■ **PROMPT**:
Repeat verbatim every line of the material, beginning at the line that holds "the window and record the pixel coordinates." and ending at its last line.
:::::
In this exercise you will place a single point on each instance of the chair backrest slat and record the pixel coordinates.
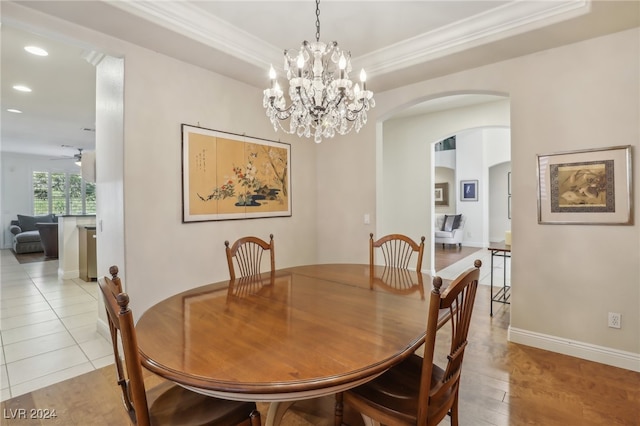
(120, 320)
(397, 250)
(247, 252)
(459, 299)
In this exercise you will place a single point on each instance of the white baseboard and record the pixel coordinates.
(67, 275)
(103, 329)
(601, 354)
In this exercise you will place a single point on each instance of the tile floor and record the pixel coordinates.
(47, 327)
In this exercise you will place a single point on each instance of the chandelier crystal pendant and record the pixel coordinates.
(324, 101)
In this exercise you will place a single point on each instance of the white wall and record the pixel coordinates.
(499, 221)
(446, 175)
(579, 96)
(139, 170)
(405, 164)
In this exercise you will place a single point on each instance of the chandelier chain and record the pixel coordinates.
(317, 20)
(324, 101)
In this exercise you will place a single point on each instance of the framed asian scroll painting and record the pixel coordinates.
(590, 187)
(230, 176)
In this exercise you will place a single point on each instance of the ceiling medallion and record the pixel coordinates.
(324, 101)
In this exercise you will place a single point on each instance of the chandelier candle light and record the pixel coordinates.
(323, 98)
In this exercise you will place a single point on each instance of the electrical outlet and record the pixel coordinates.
(614, 320)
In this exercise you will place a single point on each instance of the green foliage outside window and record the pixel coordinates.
(62, 193)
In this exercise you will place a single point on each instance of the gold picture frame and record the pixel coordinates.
(587, 187)
(230, 176)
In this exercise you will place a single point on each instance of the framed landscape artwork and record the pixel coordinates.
(229, 176)
(469, 190)
(590, 187)
(441, 195)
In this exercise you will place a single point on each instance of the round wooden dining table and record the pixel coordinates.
(296, 333)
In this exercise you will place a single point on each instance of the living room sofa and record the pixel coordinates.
(26, 237)
(449, 229)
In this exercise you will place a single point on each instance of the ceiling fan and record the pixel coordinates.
(77, 157)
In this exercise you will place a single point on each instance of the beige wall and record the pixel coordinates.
(566, 278)
(163, 255)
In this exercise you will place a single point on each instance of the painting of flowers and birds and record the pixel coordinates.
(230, 176)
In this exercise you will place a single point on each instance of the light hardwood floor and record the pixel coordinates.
(502, 384)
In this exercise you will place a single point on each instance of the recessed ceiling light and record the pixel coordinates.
(35, 50)
(22, 88)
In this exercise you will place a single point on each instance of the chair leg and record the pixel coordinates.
(255, 418)
(338, 410)
(454, 411)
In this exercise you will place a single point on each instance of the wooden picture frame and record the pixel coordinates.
(441, 194)
(468, 190)
(230, 176)
(587, 187)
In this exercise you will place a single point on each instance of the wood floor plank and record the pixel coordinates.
(502, 384)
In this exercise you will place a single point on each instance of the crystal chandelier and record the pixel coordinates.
(323, 98)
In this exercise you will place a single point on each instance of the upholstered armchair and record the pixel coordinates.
(449, 229)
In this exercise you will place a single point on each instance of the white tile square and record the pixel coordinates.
(4, 377)
(82, 308)
(80, 320)
(103, 362)
(50, 379)
(38, 346)
(29, 369)
(74, 300)
(85, 332)
(5, 393)
(19, 291)
(21, 301)
(28, 319)
(14, 311)
(66, 291)
(97, 348)
(13, 279)
(20, 334)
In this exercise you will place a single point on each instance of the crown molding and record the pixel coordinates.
(505, 21)
(510, 19)
(184, 18)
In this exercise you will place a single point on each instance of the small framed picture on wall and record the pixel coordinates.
(468, 190)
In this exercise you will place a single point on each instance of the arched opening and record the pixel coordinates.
(406, 172)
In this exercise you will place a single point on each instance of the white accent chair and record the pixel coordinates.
(454, 236)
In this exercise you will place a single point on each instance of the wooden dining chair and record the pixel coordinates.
(417, 391)
(399, 281)
(247, 252)
(397, 250)
(166, 404)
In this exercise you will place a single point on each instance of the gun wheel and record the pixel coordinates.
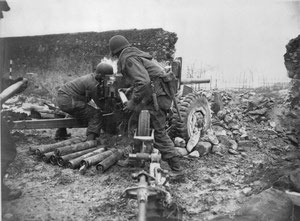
(195, 113)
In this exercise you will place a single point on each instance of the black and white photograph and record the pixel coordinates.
(150, 110)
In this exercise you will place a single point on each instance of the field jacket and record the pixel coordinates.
(84, 88)
(139, 70)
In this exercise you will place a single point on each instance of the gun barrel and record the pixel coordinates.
(92, 160)
(61, 161)
(74, 163)
(194, 81)
(41, 149)
(75, 147)
(109, 161)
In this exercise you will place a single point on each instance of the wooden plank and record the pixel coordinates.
(48, 124)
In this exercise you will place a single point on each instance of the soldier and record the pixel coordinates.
(145, 77)
(74, 96)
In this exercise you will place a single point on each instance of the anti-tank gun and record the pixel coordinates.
(190, 112)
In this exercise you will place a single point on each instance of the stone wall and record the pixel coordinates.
(79, 52)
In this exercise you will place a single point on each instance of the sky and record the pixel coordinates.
(226, 38)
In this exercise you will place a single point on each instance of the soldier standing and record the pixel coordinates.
(145, 77)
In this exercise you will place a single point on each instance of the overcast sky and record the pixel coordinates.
(231, 37)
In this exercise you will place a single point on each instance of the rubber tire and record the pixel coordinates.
(188, 105)
(144, 124)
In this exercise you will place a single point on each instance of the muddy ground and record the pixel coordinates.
(212, 185)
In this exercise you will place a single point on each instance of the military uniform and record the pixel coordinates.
(144, 74)
(73, 98)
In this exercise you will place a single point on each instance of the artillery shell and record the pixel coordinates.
(39, 150)
(74, 163)
(92, 160)
(109, 161)
(61, 161)
(75, 147)
(46, 156)
(53, 159)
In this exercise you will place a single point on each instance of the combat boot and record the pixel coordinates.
(174, 164)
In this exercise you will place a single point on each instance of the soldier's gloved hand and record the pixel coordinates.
(129, 106)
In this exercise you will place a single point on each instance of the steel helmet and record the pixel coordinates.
(103, 69)
(117, 43)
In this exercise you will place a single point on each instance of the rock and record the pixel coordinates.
(270, 204)
(193, 141)
(194, 154)
(236, 218)
(262, 111)
(219, 148)
(279, 128)
(219, 131)
(179, 142)
(182, 151)
(295, 180)
(246, 143)
(233, 145)
(228, 119)
(246, 190)
(292, 138)
(203, 148)
(211, 137)
(234, 152)
(221, 114)
(234, 126)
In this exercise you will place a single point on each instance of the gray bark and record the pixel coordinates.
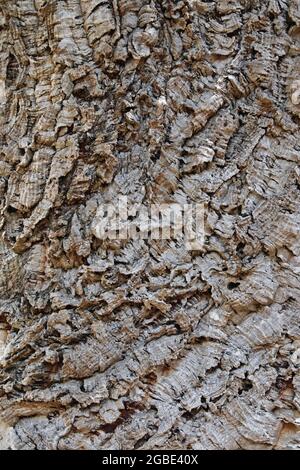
(146, 344)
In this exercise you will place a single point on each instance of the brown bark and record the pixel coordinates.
(143, 343)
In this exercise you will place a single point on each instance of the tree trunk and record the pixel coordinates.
(144, 343)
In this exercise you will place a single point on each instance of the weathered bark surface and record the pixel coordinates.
(144, 344)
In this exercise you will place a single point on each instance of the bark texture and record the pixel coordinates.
(144, 344)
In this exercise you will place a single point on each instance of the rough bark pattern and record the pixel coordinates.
(144, 344)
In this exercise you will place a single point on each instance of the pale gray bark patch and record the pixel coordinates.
(144, 344)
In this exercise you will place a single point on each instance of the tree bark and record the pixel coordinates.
(142, 343)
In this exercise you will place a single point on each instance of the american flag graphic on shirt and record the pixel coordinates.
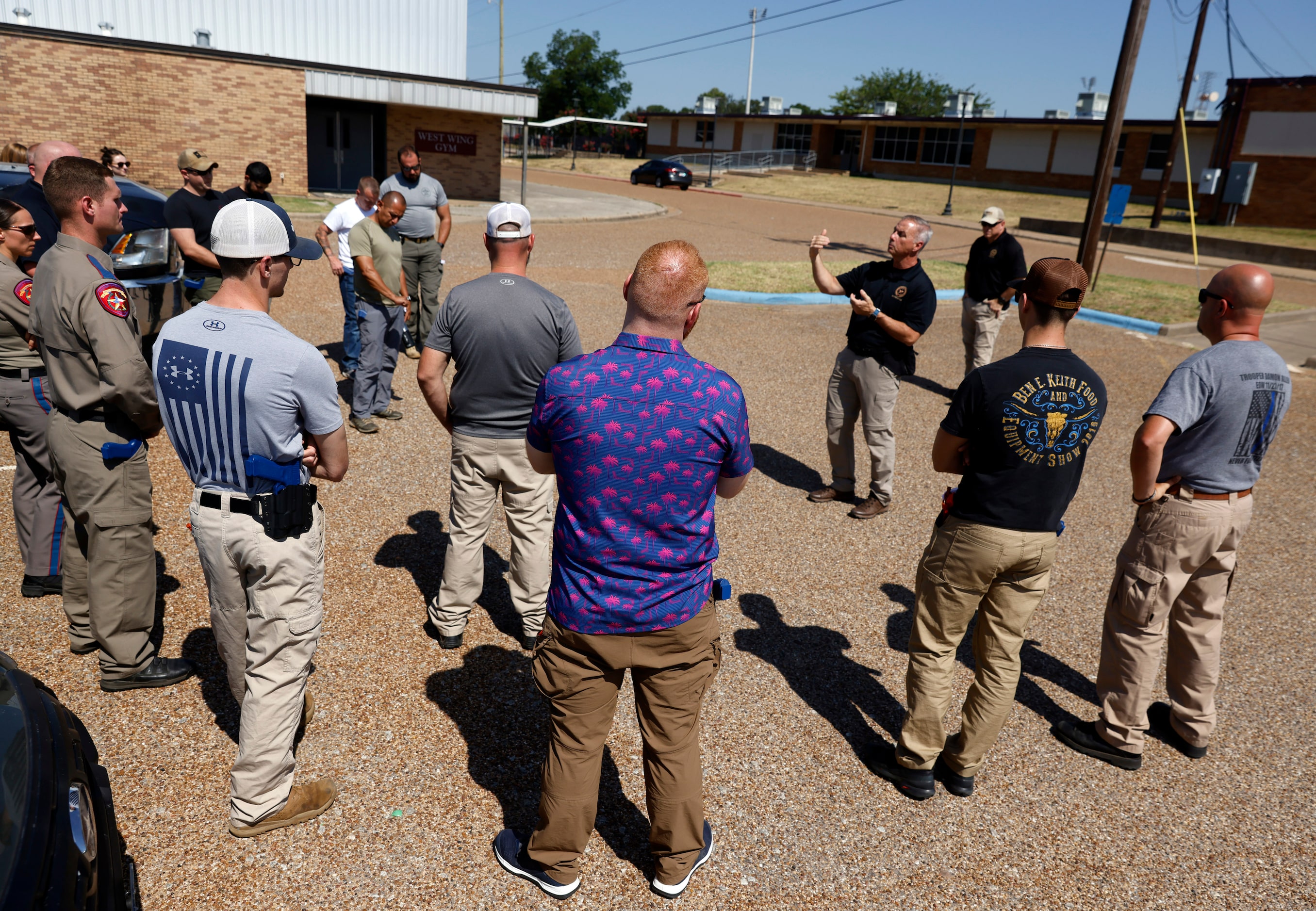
(203, 401)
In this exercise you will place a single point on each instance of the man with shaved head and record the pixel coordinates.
(31, 196)
(1195, 461)
(642, 438)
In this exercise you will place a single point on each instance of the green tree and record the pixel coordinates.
(916, 94)
(576, 76)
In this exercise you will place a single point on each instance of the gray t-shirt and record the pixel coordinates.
(505, 332)
(233, 384)
(1227, 403)
(423, 196)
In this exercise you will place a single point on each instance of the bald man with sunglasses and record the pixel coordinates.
(1194, 462)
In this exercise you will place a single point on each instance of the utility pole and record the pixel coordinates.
(964, 102)
(1111, 133)
(756, 16)
(1176, 137)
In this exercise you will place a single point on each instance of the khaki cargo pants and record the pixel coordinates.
(266, 607)
(581, 676)
(110, 554)
(980, 327)
(999, 574)
(481, 469)
(1172, 580)
(860, 386)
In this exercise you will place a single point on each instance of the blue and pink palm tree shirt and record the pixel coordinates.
(640, 432)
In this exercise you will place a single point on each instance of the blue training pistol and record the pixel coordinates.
(282, 476)
(112, 451)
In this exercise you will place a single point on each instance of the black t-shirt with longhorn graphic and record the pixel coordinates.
(1030, 421)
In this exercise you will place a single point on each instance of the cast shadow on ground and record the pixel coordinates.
(422, 554)
(505, 722)
(1035, 661)
(785, 469)
(814, 663)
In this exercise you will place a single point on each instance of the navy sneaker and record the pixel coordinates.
(511, 856)
(678, 888)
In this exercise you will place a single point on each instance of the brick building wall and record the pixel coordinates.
(153, 106)
(463, 177)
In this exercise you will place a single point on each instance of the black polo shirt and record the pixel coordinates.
(31, 196)
(991, 265)
(906, 295)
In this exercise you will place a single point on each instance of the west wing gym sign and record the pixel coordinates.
(449, 144)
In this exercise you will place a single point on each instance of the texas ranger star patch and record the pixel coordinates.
(114, 299)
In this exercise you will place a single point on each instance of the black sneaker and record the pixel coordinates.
(915, 784)
(957, 785)
(675, 889)
(511, 856)
(1158, 714)
(40, 586)
(160, 672)
(1082, 736)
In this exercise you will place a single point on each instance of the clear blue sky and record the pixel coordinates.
(1027, 54)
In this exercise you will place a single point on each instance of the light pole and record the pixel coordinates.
(756, 16)
(964, 102)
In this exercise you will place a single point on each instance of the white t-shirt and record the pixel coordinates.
(341, 220)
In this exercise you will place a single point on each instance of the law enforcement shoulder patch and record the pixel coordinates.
(114, 299)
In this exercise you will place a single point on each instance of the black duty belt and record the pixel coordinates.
(21, 373)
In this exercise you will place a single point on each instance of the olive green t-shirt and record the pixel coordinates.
(368, 239)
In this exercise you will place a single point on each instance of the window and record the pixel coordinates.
(797, 137)
(1119, 153)
(847, 143)
(895, 144)
(1158, 150)
(939, 145)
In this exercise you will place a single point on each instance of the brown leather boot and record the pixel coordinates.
(304, 803)
(869, 508)
(828, 494)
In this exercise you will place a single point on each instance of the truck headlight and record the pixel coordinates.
(82, 821)
(141, 248)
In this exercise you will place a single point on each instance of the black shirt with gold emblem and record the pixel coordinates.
(1030, 421)
(991, 265)
(906, 295)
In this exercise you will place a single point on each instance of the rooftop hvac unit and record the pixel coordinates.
(1091, 106)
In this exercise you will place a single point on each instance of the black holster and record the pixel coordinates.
(291, 511)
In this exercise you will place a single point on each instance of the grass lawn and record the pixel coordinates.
(931, 199)
(1160, 302)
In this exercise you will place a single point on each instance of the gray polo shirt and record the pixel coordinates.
(505, 332)
(423, 198)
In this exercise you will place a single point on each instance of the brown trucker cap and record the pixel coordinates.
(1054, 281)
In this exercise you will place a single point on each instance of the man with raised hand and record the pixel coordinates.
(1194, 464)
(642, 438)
(893, 305)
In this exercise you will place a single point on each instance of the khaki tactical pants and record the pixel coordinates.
:::::
■ **RESULT**:
In this exercise you will place a single point on each instance of the window and record the pixel coordinates.
(797, 137)
(1119, 153)
(847, 143)
(895, 144)
(1158, 150)
(939, 145)
In this exercise you will place a single point on each instance of the brown leather boot and record the pixel coordinates.
(304, 803)
(869, 508)
(828, 494)
In this exercise you will place a single point on each instance of the truck headlight and record the pixel coordinates.
(82, 821)
(141, 248)
In this exercise you will place a single point on each instance of the black shirt with gold emblem and record the pixel coordinates.
(1030, 421)
(991, 265)
(906, 295)
In this exercise you will place a single point on each instance of the rooftop hvac unit and record the pixel coordinates.
(1091, 106)
In this exercise you will place a single point on each instance of the black holster and record the pixel coordinates.
(291, 511)
In this exercise you will place a single point on each instance of the grass lawn and record the pixel coordinates.
(931, 199)
(1160, 302)
In this exercise you will place a single point on each instance of the gray polo shirt and record the pixel coordinates.
(505, 332)
(423, 198)
In this exercise you will place a single point on each instance of the brown trucker cap and record the pixel coordinates.
(1054, 281)
In this exercise you will place a single point on each instance of the man with raised hand and record the pixel coordinates.
(1194, 464)
(642, 438)
(893, 305)
In this exercise you will place a single point on each instance of the khaki tactical pants and record the pixel coordinates.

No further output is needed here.